Required tasks:
A) Answer these questions about the passage on August Weismann:
(i) What is the full title of the 1889 Weismann book the writer was eager to read?
(ii) At which library was the writer reading?
(iii) According to the writer's notes, in what month and year did that library visit take place?
B) Can you pick up the passage on August Weismann after its final sentence and continue it?

____ Source passage

August Weismann is one of the great figures in the history of heredity; I can't remember exactly where I first really heard about him, but I suppose I'd been reading Francois Jacob and Jacques Roger and had mentally earmarked Weismann's 1889 Essays on Heredity and Kindred Biological Problems as a most-coveted book that I couldn't wait to lay my hands on.
So there I was at the British Library (I see from my notes that it was December 2003, I had a ridiculously long and varied list of desiderata!) just drooling for the large quantities of good stuff that awaited me, but of course sometimes the things you've most been looking forward to in advance turn out to be greatly disappointing, dry or irrelevant or whatever. So it was incredibly exciting that Weismann (his contemporary translators did right by him, I think) had one of those electrifying voices that speaks to you across the intervening hundred and twenty years as if they were nothing.

________
____ Data extracts

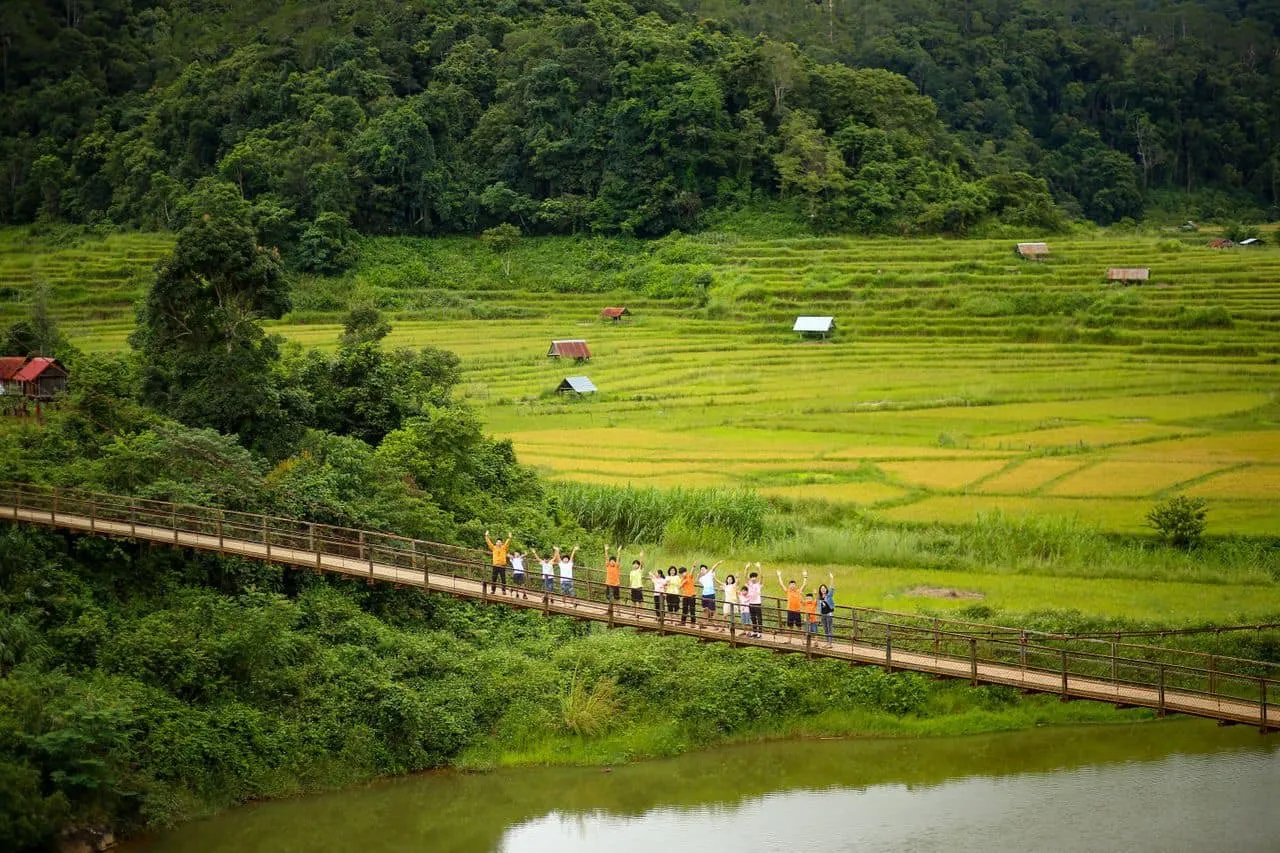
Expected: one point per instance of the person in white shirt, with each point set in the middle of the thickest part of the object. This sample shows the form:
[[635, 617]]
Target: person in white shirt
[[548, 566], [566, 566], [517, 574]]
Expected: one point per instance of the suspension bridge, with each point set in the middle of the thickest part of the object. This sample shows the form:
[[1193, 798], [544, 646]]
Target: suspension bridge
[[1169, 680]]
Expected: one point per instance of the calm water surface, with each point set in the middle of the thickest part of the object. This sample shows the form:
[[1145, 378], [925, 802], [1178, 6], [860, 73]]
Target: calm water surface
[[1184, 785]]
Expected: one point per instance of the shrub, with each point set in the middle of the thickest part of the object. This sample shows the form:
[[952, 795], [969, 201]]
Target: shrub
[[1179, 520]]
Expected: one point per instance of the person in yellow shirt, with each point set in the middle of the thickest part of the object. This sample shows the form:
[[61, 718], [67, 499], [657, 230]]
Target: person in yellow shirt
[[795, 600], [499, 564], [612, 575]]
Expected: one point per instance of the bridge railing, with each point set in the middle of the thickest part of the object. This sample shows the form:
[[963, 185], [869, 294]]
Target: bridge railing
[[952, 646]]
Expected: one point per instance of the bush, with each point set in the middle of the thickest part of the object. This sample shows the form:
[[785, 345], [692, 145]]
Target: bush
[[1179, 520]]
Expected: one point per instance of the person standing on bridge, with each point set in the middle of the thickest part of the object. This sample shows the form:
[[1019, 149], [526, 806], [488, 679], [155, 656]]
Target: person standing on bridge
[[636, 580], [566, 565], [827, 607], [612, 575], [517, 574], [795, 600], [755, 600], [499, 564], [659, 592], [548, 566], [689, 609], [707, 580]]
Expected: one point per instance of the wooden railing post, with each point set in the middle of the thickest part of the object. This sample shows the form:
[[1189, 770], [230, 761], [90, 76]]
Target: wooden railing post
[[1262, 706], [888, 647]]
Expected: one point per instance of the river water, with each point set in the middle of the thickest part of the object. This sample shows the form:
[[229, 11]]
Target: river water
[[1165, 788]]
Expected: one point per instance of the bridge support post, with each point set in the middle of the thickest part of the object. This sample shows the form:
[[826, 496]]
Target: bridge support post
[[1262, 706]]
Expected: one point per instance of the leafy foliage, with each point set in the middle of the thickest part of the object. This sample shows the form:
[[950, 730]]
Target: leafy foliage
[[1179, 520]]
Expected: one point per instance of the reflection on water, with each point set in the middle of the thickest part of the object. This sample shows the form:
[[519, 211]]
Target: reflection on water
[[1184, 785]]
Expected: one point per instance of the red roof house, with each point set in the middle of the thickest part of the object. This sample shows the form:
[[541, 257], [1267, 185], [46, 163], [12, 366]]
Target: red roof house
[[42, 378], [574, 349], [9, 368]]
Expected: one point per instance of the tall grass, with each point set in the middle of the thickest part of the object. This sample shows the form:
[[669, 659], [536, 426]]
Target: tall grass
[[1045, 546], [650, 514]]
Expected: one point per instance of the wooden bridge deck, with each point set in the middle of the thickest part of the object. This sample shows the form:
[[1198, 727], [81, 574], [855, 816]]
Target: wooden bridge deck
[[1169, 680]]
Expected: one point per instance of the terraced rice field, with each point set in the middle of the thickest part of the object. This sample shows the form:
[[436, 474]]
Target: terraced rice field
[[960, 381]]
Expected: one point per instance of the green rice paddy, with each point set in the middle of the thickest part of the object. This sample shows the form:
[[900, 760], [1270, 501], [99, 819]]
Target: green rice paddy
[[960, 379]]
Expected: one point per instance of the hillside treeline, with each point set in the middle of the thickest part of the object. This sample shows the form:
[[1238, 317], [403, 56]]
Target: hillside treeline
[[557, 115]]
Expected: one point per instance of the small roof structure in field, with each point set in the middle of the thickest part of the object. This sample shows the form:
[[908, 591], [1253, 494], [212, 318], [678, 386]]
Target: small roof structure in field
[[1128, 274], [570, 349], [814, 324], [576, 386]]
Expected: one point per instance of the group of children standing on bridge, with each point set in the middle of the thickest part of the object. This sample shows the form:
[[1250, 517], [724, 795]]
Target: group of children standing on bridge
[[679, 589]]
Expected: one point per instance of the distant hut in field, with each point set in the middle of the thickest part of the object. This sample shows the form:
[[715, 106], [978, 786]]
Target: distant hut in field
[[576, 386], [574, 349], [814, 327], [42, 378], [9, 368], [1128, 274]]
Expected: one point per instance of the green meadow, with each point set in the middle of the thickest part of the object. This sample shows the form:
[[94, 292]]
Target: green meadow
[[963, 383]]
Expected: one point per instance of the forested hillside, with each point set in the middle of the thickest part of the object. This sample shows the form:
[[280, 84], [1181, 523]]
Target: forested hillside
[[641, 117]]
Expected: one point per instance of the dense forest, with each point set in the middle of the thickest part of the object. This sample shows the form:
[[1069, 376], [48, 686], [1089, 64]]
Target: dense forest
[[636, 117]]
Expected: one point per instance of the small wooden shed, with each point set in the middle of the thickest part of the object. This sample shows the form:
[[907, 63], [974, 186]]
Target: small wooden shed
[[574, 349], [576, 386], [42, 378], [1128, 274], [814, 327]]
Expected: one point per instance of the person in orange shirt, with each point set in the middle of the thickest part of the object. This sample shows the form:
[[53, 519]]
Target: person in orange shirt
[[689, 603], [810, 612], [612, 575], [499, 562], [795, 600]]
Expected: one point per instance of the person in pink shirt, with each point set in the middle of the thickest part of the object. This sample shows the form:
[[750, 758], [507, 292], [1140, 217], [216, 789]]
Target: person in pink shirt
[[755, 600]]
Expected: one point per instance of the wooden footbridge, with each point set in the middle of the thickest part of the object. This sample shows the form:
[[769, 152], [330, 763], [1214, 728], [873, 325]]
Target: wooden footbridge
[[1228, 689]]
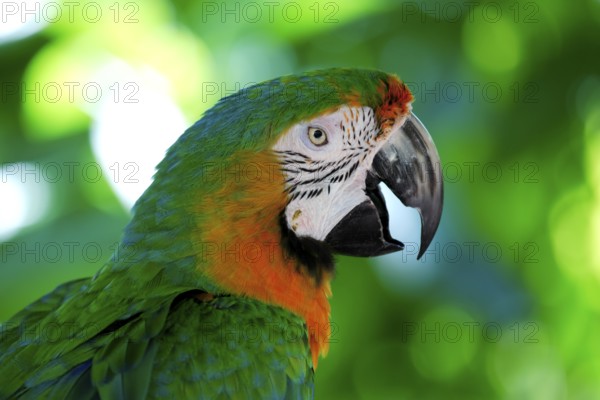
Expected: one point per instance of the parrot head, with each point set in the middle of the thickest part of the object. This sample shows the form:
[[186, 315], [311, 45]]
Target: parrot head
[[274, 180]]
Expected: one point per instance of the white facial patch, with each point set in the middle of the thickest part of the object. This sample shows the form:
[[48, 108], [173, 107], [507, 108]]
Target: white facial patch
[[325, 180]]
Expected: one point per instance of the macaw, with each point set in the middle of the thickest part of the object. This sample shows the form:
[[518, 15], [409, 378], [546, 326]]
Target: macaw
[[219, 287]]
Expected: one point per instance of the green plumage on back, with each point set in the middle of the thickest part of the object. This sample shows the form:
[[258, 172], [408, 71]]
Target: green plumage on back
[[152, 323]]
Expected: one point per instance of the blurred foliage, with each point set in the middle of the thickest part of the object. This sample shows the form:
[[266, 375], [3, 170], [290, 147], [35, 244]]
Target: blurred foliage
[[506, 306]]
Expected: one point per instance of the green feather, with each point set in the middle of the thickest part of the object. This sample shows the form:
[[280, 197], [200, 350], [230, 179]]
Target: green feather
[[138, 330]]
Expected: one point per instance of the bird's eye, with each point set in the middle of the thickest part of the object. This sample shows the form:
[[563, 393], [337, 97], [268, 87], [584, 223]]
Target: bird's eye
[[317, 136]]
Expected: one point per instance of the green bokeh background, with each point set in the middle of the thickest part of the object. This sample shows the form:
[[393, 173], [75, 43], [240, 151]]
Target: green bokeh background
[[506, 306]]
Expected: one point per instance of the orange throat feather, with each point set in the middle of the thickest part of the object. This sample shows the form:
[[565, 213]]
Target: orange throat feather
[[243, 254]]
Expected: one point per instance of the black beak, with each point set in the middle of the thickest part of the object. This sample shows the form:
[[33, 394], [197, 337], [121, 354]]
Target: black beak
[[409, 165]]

________

Responses for each task:
A)
(i) Essays on Heredity and Kindred Biological Problems
(ii) The British Library
(iii) December 2003

B)
Here's a bit of what I have to say in the book:
In an essay titled “On the Supposed Botanical Proofs of the Transmission of Acquired Characters” (1888), Weismann provides a remarkably elegant refutation of the argument that acquired characters are passed on to offspring. His discussion makes it very clear both that the revival of Lamarckism (supported by Darwin’s development of the theory of pangenesis) was a dominant feature of the current scientific landscape and that this theory was very closely linked to the continuing belief in the power of the maternal imagination.
Weismann proposes a series of systematic experiments in mice as the initial step necessary for disproving the hypothesis, but he also observes with regard to humans that “the mutilations of certain parts of the human body, as practised by different nations from times immemorial, have, in not a single instance, led to the malformation or reduction of the parts in question. Such hereditary effects have been produced neither by circumcision, nor the removal of the front teeth, nor the boring of holes in the lips or nose, nor the extraordinary artificial crushing and crippling of the feet of Chinese women.”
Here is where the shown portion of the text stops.